*** Document text ***

There is a difference between providing health insurance and providing health care, and when it comes to California’s poorest residents, the gap could be huge.
The California State Auditor issued a scathing report (pdf) this week about the plight of Medi-Cal patients after passage of the Affordable Care Act (Obamacare) greatly expanded their numbers the past two years. Medi-Cal is the state version of Medicaid, which provides medical assistance to people with low incomes and limited resources.
The audit found that California’s Department of Health Care Services (DHCS) still can’t say how many doctors in the state accept Medi-Cal patients, despite requirements that insurance providers maintain adequate physician networks, and complaints from patients and their advocates that they have not.
“Health Care Services did not verify that the provider network data it received from the health plans were accurate,” the report said, and without that information, “cannot ensure that the health plans had adequate provider networks to serve Medi-Cal beneficiaries.”
But why guess? Certainly if people couldn’t find doctors they would have complained mightily about it to the ombudsman’s office established by the state. The auditor said that the office’s phone system was overwhelmed and rejected between 7,000 and 45,000 calls a month from patients. Only 30% to 50% of the lucky ones who got connected actually reached a person, accounting for another 12,500 ignored patients.
California added 3.7 million patients to Med-Cal to the 8.6 million enrolled in 2013. About half of them joined through the ACA. But while the state and federal governments were encouraging more people to sign up, Medi-Cal reimbursement rates to doctors that were whacked after the Great Recession were not restored.

*** Entries shown ***

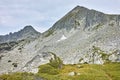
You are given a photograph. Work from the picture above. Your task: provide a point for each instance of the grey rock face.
(81, 36)
(27, 33)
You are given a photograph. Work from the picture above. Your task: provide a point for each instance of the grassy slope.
(110, 71)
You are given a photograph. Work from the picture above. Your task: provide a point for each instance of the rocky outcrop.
(27, 33)
(81, 36)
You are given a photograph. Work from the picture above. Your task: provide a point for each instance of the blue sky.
(42, 14)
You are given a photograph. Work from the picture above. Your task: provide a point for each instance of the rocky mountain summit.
(81, 36)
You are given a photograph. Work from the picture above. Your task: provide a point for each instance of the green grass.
(108, 71)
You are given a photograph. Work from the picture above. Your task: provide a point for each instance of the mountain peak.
(28, 27)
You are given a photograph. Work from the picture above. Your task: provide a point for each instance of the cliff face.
(81, 36)
(28, 32)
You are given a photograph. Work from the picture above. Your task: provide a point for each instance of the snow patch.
(62, 38)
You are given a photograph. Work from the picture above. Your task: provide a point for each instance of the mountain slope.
(27, 32)
(81, 36)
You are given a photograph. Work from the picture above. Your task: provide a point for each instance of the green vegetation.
(18, 76)
(109, 71)
(97, 26)
(53, 67)
(102, 53)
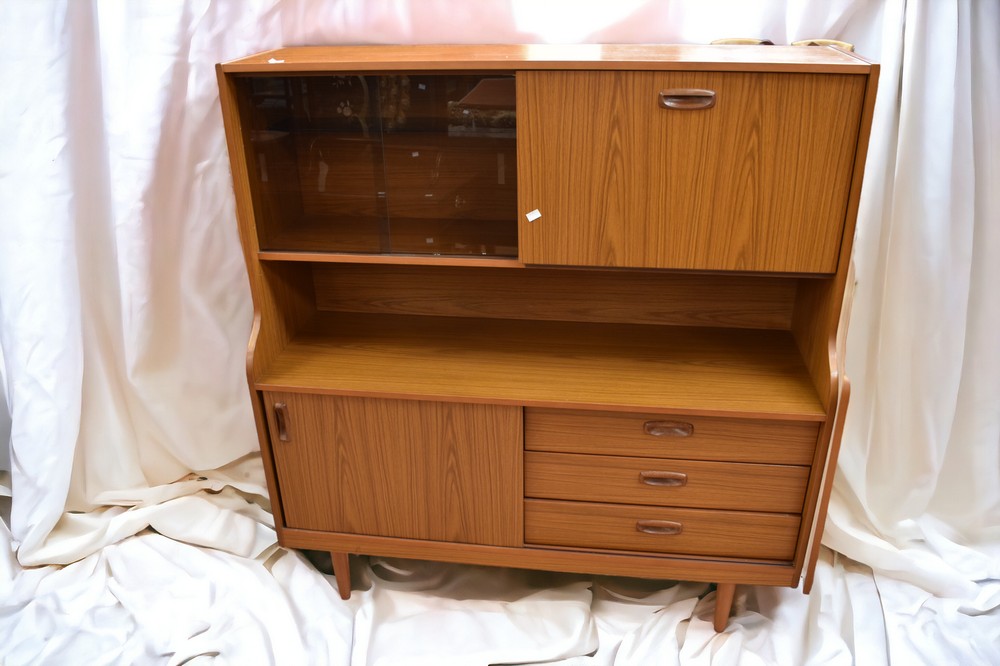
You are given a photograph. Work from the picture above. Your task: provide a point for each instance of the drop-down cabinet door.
(744, 171)
(409, 469)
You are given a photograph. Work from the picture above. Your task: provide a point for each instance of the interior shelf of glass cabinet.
(454, 237)
(695, 370)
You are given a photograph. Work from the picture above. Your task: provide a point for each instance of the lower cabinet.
(498, 475)
(410, 469)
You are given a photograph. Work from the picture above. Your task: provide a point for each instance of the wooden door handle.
(687, 99)
(656, 478)
(666, 527)
(281, 420)
(668, 428)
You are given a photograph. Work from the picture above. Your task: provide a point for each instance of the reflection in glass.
(403, 164)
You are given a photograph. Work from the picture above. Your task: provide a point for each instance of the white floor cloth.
(135, 520)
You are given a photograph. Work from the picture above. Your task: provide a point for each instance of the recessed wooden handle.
(668, 428)
(657, 478)
(687, 98)
(281, 420)
(658, 527)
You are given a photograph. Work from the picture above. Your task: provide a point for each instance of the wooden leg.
(723, 604)
(342, 572)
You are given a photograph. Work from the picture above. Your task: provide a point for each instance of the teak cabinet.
(561, 307)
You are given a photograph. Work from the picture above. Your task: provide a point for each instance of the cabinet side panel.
(399, 468)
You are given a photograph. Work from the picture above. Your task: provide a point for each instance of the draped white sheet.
(124, 311)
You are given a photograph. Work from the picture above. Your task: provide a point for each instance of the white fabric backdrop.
(124, 311)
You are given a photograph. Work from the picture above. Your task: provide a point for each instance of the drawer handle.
(281, 420)
(654, 478)
(668, 428)
(687, 98)
(658, 527)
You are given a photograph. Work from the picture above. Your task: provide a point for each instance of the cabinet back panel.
(558, 295)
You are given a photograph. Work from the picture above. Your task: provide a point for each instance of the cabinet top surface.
(429, 57)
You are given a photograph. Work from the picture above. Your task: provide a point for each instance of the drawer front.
(683, 483)
(739, 534)
(663, 436)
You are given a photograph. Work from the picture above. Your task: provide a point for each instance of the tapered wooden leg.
(724, 594)
(342, 572)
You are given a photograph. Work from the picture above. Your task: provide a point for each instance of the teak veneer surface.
(450, 57)
(702, 532)
(706, 485)
(624, 434)
(757, 182)
(624, 297)
(709, 371)
(400, 468)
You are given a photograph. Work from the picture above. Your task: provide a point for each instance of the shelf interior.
(695, 370)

***

Work task 1 | List every figure in the article on Medi-Cal access that counts calls or people, with what each one counts.
Work task 2 | Write the next paragraph of the article on Medi-Cal access.

Your response 1 |
- 7,000 to 45,000: calls a month from patients that the ombudsman's office phone system rejected
- 12,500: patients who got connected but never reached a person
- 3.7 million: patients California added to Medi-Cal
- 8.6 million: people enrolled in Medi-Cal in 2013

Your response 2 |
The auditors looked at three health plans in three counties—Anthem Blue Cross in Fresno County, Partnership HealthPlan of California in Solano County and Health Net in Los Angeles County—as a representative sample. They found inaccurate information for 3% to 23% of the providers. The state is supposed to verify, by law, that Medi-Cal patients do not have to drive enormous distances for medical care, but couldn’t make that assurance for lack of reliable information.
Around 75% of Medi-Cal patients are in private managed care health plans. The state has 22 and DHCS is supposed to audit each of them every year. The auditor said the department only looked at 10 in 2013-2014.
The state Legislature asked for the auditor’s report last year after a study by the California Health Report found that half the primary-care doctors on lists given to low-income patients by insurance companies weren’t taking new patients or couldn’t be reached by phone for one reason or another.
Some listed doctors had died, some had moved and some had retired. But the problem extended far beyond bad communication between doctors and insurance companies. The state doesn’t pay doctors a whole lot to handle Medi-Cal patients and as a result many have reduced how many patients they see.
The auditor’s findings were similar.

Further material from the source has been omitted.